*PROVIDED RECORDS*
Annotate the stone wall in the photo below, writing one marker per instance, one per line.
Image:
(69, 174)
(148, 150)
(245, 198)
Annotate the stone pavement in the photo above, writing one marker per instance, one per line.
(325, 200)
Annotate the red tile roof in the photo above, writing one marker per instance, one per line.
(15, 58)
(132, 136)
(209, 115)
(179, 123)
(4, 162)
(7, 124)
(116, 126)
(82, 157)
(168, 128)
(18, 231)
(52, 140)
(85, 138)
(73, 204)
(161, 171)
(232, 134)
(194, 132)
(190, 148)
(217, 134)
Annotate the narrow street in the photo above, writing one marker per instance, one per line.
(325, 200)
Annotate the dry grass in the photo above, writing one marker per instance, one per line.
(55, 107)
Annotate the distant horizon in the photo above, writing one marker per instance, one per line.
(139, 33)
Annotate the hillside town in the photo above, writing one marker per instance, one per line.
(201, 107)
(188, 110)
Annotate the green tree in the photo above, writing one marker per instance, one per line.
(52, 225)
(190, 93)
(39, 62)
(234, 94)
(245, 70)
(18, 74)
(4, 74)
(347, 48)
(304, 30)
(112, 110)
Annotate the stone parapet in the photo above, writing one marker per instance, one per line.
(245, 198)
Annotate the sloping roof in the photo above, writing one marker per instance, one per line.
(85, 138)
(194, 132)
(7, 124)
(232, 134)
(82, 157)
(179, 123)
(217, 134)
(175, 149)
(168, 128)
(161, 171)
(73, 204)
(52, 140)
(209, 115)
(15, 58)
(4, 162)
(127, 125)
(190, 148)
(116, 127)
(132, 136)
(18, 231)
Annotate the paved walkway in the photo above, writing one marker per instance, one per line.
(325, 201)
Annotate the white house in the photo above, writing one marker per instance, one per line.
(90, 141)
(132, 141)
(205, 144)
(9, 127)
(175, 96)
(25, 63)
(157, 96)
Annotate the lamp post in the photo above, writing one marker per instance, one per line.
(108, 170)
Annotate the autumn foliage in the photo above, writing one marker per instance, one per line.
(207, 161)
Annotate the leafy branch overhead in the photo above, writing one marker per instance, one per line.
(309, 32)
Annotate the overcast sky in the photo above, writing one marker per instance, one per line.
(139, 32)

*EXERCISE GOAL*
Put every line of the data above into a numbered list, leaving out any blank lines.

*RIGHT ANSWER*
1. Annotate the stone wall in the photo below, writing one marker per instance, one per line.
2. Image:
3. (69, 174)
4. (148, 150)
5. (245, 198)
6. Annotate the stone pavement in the photo above, writing one marker per instance, one per line.
7. (325, 200)
8. Annotate the red tile roof in the photo above, writing one marker per instance, one per line.
9. (15, 58)
10. (132, 136)
11. (209, 115)
12. (179, 123)
13. (4, 162)
14. (7, 124)
15. (116, 126)
16. (82, 157)
17. (168, 128)
18. (18, 231)
19. (52, 140)
20. (85, 138)
21. (73, 204)
22. (161, 171)
23. (232, 134)
24. (194, 132)
25. (190, 148)
26. (217, 134)
27. Annotate the narrow street in the photo above, writing one marker per instance, one per line.
28. (325, 200)
29. Annotate the dry grass in the photo above, writing one marker per instance, one per line.
30. (55, 107)
31. Annotate the distant horizon in the photo above, writing one marker per instance, one per line.
32. (139, 33)
33. Annotate the hillside town in the photo above, writing one marker per instance, one per line.
34. (201, 107)
35. (188, 110)
36. Annotate the green tree in the photo above, writing one marker per instance, one per line.
37. (52, 225)
38. (190, 93)
39. (39, 62)
40. (234, 94)
41. (245, 70)
42. (18, 74)
43. (4, 74)
44. (347, 48)
45. (304, 30)
46. (112, 110)
47. Annotate the stone parapet in the photo above, writing one marker per instance, one per line.
48. (245, 198)
49. Annotate the sloping roof in the photo above, writing one marker per instance, one per line.
50. (85, 138)
51. (194, 132)
52. (7, 124)
53. (232, 134)
54. (82, 157)
55. (179, 123)
56. (217, 134)
57. (175, 149)
58. (168, 128)
59. (161, 171)
60. (73, 204)
61. (52, 140)
62. (209, 115)
63. (15, 58)
64. (4, 162)
65. (127, 125)
66. (190, 148)
67. (116, 127)
68. (132, 136)
69. (18, 231)
70. Annotate the paved walkway in the photo above, writing one marker per instance, one per line.
71. (325, 201)
72. Annotate the white house in the photo above, writing one marker per instance, one per line.
73. (90, 141)
74. (132, 141)
75. (205, 144)
76. (9, 127)
77. (175, 96)
78. (25, 63)
79. (157, 96)
80. Annotate the lamp post in the photo above, writing one marker per instance, one per line.
81. (108, 170)
82. Annotate the autumn foliage in the photo above, writing one marker per instance, one per line.
83. (207, 161)
84. Annotate the leafy branch overhead in the photo above, writing one marker per instance, one per line.
85. (309, 32)
86. Annotate the overcast sky in the photo above, writing one marker per instance, one per line.
87. (139, 32)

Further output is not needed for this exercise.